Requisitos da tarefa
Transcreva a listagem abaixo na íntegra, sem qualquer alteração, deixando as imagens fora da resposta.

Registros de marcação da posição de objetos
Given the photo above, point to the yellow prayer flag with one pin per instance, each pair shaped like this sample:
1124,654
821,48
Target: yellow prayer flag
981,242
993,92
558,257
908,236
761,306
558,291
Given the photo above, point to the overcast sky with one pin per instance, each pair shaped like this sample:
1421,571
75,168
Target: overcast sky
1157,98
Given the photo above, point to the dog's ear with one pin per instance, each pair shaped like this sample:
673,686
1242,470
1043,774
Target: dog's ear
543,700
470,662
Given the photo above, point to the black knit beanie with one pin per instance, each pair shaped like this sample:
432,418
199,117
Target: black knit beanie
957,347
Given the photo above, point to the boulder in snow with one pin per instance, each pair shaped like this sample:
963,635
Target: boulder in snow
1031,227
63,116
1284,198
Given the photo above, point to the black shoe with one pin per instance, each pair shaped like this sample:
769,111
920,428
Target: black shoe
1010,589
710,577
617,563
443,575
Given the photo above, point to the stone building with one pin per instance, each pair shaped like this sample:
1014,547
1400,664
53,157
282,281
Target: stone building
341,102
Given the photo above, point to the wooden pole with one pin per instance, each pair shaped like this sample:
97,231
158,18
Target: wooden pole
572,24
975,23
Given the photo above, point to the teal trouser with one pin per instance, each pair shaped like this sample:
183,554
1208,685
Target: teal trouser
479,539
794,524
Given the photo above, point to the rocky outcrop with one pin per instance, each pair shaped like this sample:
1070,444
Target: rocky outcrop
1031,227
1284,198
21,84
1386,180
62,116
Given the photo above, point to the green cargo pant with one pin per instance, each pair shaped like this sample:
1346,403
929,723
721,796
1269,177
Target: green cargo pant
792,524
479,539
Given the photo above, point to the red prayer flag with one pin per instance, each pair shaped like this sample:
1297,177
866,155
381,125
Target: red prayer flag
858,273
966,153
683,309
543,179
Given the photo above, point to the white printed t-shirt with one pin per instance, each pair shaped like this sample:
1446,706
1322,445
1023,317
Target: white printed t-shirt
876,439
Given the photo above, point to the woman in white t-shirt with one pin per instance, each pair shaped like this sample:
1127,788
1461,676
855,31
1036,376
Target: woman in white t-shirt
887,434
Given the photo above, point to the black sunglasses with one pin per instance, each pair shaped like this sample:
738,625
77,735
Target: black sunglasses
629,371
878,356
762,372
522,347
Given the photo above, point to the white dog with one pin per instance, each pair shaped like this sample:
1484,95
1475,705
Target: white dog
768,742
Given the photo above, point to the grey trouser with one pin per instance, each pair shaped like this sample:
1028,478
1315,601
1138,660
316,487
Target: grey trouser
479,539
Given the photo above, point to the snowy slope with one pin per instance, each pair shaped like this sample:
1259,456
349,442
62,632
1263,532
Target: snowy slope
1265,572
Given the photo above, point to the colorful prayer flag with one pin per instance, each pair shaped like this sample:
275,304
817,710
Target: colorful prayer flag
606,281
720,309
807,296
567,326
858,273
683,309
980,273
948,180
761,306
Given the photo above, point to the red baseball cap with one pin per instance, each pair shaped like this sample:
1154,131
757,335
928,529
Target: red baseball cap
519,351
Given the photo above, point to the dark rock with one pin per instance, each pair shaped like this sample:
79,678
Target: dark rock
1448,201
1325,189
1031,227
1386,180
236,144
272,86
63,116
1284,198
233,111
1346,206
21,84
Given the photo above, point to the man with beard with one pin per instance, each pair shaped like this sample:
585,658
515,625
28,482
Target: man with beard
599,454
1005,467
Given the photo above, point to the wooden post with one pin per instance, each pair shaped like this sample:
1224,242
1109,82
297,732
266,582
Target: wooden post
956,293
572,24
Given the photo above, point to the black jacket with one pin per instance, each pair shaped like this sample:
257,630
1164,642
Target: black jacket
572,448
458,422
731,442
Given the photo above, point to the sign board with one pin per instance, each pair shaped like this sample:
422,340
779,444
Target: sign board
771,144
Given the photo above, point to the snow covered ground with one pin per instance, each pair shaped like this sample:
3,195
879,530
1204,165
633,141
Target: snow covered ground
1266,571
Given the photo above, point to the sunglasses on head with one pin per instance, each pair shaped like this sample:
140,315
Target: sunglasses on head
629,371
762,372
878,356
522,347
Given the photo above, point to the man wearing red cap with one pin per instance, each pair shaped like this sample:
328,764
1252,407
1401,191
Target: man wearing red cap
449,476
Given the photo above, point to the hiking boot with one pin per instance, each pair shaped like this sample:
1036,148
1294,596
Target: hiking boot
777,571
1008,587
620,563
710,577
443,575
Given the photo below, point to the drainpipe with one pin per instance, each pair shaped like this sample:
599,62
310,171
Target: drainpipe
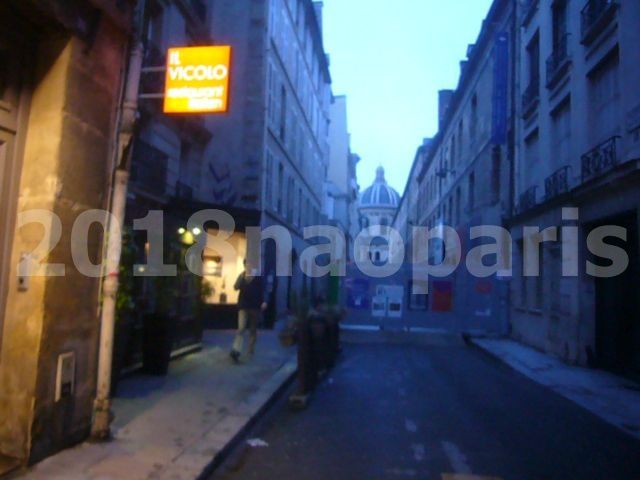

Resposta completa
Given the photo above, point to the yellow prayer flag with one pin per instance, each pair shaped like this sample:
1124,654
821,48
Target: yellow prayer flag
981,242
993,92
558,257
908,236
761,306
558,291
Given the photo above, point to the overcast sky with one pin per instance, each pair shaped like this sample:
1421,571
75,168
Target: overcast sky
1157,98
Given the photo above, point to the dog's ear with one pin per instance, each pair shaped like this sample:
673,686
1242,470
1043,774
Target: dog's ear
543,700
470,662
Given the photo above, point to the black knit beanie with one pin per instance, each pair shaped like this sample:
432,418
199,117
Target: black knit beanie
957,347
Given the photo above, point to the boulder in snow with one pin per instance, each pair shaped like this sample:
963,635
Target: boulder in snow
1031,227
63,116
1284,198
Given the photo above, point to the black shoe with one pin per instance, each pair shaped like this sample:
769,111
920,428
Target: black shoe
1010,589
710,577
617,563
443,575
Given the photo above, point to the stone building with one pin per instance, each pair shaped like this sample:
1014,547
1400,664
53,157
282,281
Target: stone building
341,102
Given the photo above, point to the wooden pole with one pin per instance, each pair shaped like this sample:
97,231
158,18
Target: wooden pole
572,24
975,23
Given the photo above, point to the teal trouser with one pin per instance, each pair shaped like this sample:
183,554
1208,685
Target: teal trouser
479,539
794,524
Given the photo above, point to the rocky outcrop with one pin per instance, each pair shaped like this sample:
1070,444
Target: rocky outcrop
1031,227
1284,198
21,84
1386,180
62,116
Given the photo above, point to the green cargo pant with one pin per instance, each pair shaped like this sample:
1346,403
929,723
721,796
1269,177
Target: green cargo pant
792,524
479,539
Given the photo above, point to the red prayer flag with one pin per instance, each pair shaped like this sample:
1297,177
866,155
381,125
Target: red prayer flag
858,273
966,153
683,309
543,179
Given the photo above, point to the white printed t-shirt with one pin per instance, each pair shaped like this sample:
1446,706
1322,445
1023,317
Target: white printed t-shirt
876,439
Given the photo above, point to the woman in white t-shirt with one pin per instance, each pair shaped like this sample:
1127,788
1461,676
855,31
1036,376
Target: woman in white t-shirt
887,434
Given the photo above, point to the black sunglasses with one pin per instance, each pair shaped like this sample:
738,625
77,735
Target: black sunglasses
629,371
878,356
762,372
522,347
Given the photo above, point to the white dog with one pin per instance, each pair shaped like this sample:
1484,95
1475,705
Target: white dog
768,742
Given the photo above, point to the grey trouser with one pin per instance, each pair shaped like this sample:
1028,478
1315,601
1138,660
316,487
Target: grey trouser
479,539
Given the photo above, point to the snowy slope with one pin per instance, each pair shaped like this sample:
1259,456
349,442
62,632
1263,532
Target: snowy slope
1265,572
Given the photo above, point to the colorful prayer flag with one pin per instance, each pair shaped like this sample:
275,304
817,710
Target: colorful prayer flag
606,281
720,309
807,296
567,326
858,273
683,309
980,273
948,180
761,306
Given the photo above, point to the red baseball cap with one pin per instance, each pair shaped like this sample:
1154,131
757,335
928,529
Target: red baseball cap
519,351
Given the photo above, point to the dark rock with one pin per instance, each pair shaped like this sample:
79,678
Target: dark rock
1448,201
1325,189
1031,227
1386,180
236,144
272,86
63,116
1284,198
233,111
1346,206
21,84
Given the photo above, point to the man with beard with one pin per instance, each pair shaped like this sample:
585,658
515,625
28,482
Target: man with beard
599,454
1005,467
Given the photo above, point to the wooden post with one pin per instance, each pair shaped like this sample:
1224,242
1109,82
297,732
266,582
Target: wooden post
956,293
572,24
Given the photo above, point to the black jacket with one pin per instance, each pair shaped like this sample:
257,630
1164,642
Target: black jacket
572,448
458,422
731,442
Given the photo above, point to the sign board with one pin per instance, each pair shaped like this sample:
422,340
779,444
Target: sign board
771,144
Given the photo above, point to the snow covered ground with one pin per instance, each pair shaped like this sample:
3,195
879,530
1204,165
633,141
Target: snow covered ground
1266,571
Given the photo above, point to the sunglasses on head with one pin per instance, each pair shaped like this sample:
140,315
Target: sunglasses on head
629,371
762,372
878,356
522,347
Given the photo above, point to the man wearing red cap with one pin per instance, each pair shaped like this sample:
328,764
1252,407
1401,191
Target: man wearing red cap
449,476
Given the photo above, point to the hiking boot with one pin per instance, each pair shaped like this sample:
1036,148
1294,596
Target: hiking boot
777,571
1008,587
620,563
710,577
443,575
Given the photo below, point to the drainpipe with one pin per instance, each pair shaped like this sample:
599,62
310,171
Target: drainpipe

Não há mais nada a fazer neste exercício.